Soy sauce, or Shoyu in Japanese, is made with soybeans, wheat, shoyu koji, salt and water. It goes through a number of fermentation stages and has a salty, slightly roasted, and umami flavour. 

There are plenty of different soy sauces out there, but this Kikkoman Soy sauce is a dependable and budget friendly option. My cupboard is never without a bottle of this.

What is Mirin? 

Mirin is made with steamed glutinous rice, rice koji, and alcohol (commonly shochu). All these ingredients are mixed together, fermented, and filtered. Mirin has a complexly sweet flavour and a syrupy consistency. 

Here’s a link to a bottle of Mirin (400ml), if you want a larger one this is a link to a 600ml bottle of Mirin.

What is Sake? 

Sake means alcohol in Japanese, but in English it is usually referring to Nihonshu. Nihonshu is alcohol made from rice, koji and water, which is fermented and then strained. 

There is cooking sake and drinking sake (nihonshu). You can use the drinking sake for cooking, but you can’t drink the cooking sake. Cooking sake has added salts which make it unsuitable for drinking, and it’s also cheaper to buy.

Sake has a range of uses. It tenderises, removes strong odours from ingredients, speeds up the browning process (maillard reaction), and adds a subtle sweetness to a dish. 

Here’s an Amazon link to a smaller Cooking Sake (400ml), and a larger Cooking Sake (500ml).

What is Miso Paste? 

Miso is a fermented paste made from soybeans, grains (like rice or barely), salt, and koji. Although different miso pastes will have different flavour profiles it generally has a salty, rich, and umami base. 

The classic Miso Soup at your local Japanese restaurant is most likely using white miso paste and dashi stock. The beauty of miso soup is that you can add anything you want!

My favourite is this White Miso Paste (750g) but if you want a smaller one they have a 400g Medium Sweet Miso Paste too.

What is Dashi? 

Dashi is a stock made with katsuobushi (dried bonito flakes) and kombu (dried kelp). You’ll find it in recipes like ramen, udon, and miso soup. You can make it fresh, or use instant dashi. If you’re first starting out or are on a budget, I would recommend buying instant dashi. 

My favourite instant dashi is this Ajinomoto Hon-Dashi (120g), if you want a smaller option then there is this Shimaya Bonito Dashi Stock Powder (40g).

Final Note

It goes without saying but there are many more Japanese ingredients which would be very useful but I’m a firm believer that to start anything new, it’s best to start with the basics. 

There are some phenomenal seasoning which I haven’t touched on yet like shio koji or yuzu kosho, but that’s for another day!
------------------------------------------------------------
[What to do]:
a) In the ingredient guide, what two ingredients is dashi made with?
b) Retype the stretch of the ingredient guide from "Dashi is a stock" through "with the basics.".
c) List every use of sake that the ingredient guide names.
------------------------------------------------------------
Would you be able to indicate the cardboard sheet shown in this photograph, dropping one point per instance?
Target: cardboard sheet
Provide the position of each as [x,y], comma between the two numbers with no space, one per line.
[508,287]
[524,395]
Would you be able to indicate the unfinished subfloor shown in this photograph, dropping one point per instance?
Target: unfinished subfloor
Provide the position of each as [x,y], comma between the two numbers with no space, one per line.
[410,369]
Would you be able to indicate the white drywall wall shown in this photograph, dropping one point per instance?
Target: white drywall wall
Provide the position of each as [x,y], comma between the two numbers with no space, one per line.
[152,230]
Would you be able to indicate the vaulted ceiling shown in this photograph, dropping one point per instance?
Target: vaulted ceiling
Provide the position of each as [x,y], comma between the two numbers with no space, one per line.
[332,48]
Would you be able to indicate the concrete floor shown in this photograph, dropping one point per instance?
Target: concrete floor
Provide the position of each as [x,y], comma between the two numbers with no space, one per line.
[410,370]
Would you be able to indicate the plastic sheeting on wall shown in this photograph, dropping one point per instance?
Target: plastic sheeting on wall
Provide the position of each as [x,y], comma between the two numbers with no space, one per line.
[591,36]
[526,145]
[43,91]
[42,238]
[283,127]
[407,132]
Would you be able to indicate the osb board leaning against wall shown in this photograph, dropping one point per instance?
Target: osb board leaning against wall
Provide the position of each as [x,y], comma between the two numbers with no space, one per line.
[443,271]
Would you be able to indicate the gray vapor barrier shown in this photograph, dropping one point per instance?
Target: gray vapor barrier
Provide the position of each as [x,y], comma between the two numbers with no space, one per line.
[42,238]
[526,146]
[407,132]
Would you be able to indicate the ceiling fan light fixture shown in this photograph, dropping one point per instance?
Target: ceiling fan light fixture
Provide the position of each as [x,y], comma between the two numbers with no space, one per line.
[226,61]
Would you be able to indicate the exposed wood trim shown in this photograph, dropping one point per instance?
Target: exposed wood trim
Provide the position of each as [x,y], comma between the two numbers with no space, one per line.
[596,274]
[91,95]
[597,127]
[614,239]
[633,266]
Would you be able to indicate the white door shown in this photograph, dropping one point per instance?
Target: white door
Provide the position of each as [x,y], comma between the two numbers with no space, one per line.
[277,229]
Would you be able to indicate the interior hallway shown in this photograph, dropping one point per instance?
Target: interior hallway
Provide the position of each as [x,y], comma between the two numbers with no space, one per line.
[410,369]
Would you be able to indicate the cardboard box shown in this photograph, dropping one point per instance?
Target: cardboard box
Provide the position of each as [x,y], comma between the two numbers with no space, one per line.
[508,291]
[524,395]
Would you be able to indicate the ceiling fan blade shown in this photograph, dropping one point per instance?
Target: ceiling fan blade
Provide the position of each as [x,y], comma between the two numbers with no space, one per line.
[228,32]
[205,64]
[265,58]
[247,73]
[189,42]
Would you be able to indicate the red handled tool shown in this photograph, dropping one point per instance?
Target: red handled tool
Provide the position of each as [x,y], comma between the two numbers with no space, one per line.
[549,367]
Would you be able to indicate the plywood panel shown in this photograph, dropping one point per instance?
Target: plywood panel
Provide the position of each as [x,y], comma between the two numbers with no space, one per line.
------------------------------------------------------------
[Answers for the exercise]:
a) Katsuobushi (dried bonito flakes) and kombu (dried kelp).

b)
Dashi is a stock made with katsuobushi (dried bonito flakes) and kombu (dried kelp). You’ll find it in recipes like ramen, udon, and miso soup. You can make it fresh, or use instant dashi. If you’re first starting out or are on a budget, I would recommend buying instant dashi. 

My favourite instant dashi is this Ajinomoto Hon-Dashi (120g), if you want a smaller option then there is this Shimaya Bonito Dashi Stock Powder (40g).

Final Note

It goes without saying but there are many more Japanese ingredients which would be very useful but I’m a firm believer that to start anything new, it’s best to start with the basics.

c)
- Tenderizing
- Removing strong odors from ingredients
- Speeding up the browning process (the Maillard reaction)
- Adding a subtle sweetness to a dish